WRITTEN EXERCISE »
Could you render the lines below as a JSON list of strings, with one string per line and any blank lines left out?
++++ DATASET RECORDS
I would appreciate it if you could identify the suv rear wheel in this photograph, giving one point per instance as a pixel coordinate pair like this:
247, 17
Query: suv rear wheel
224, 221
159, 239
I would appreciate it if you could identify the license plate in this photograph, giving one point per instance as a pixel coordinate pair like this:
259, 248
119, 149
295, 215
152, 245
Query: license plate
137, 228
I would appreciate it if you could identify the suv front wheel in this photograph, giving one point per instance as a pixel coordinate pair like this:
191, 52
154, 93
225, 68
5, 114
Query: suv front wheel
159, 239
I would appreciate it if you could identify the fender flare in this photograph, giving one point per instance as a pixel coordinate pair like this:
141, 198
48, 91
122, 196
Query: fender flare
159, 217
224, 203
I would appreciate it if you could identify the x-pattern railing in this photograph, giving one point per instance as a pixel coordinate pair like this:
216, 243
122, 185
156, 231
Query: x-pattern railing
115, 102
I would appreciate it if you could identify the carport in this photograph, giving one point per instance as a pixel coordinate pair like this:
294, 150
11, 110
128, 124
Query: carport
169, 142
++++++++
EXERCISE RESPONSE »
[
  "I would appreciate it if you could identify the suv rear wheel in this photograph, giving one point per instance as a pixel coordinate pair like this:",
  "247, 17",
  "Query: suv rear wheel",
  "224, 221",
  "159, 239",
  "I would appreciate it if you could identify the license plate in this photograph, giving one point per instance as a pixel coordinate pair like this:",
  "259, 248",
  "119, 149",
  "295, 215",
  "152, 245",
  "Query: license plate",
  "137, 228",
  "I would appreciate it if you could identify the suv front wheel in this photograph, giving one point per instance as a pixel coordinate pair like this:",
  "191, 52",
  "154, 93",
  "225, 68",
  "5, 114",
  "Query: suv front wheel",
  "159, 239",
  "I would appreciate it if you could identify the fender flare in this photograph, giving one point per instance as a pixel coordinate pair like this:",
  "141, 198",
  "48, 91",
  "122, 196",
  "Query: fender flare",
  "159, 217",
  "224, 203",
  "I would appreciate it if you could identify the x-pattern railing in this photograph, giving one point per instance as a pixel coordinate pair like this:",
  "216, 243",
  "122, 185",
  "156, 231",
  "Query: x-pattern railing",
  "115, 102",
  "I would appreciate it if you could identify the carport in this photograph, giving one point per instance as a pixel coordinate pair like this:",
  "294, 150",
  "11, 110",
  "128, 124",
  "Query: carport",
  "169, 142"
]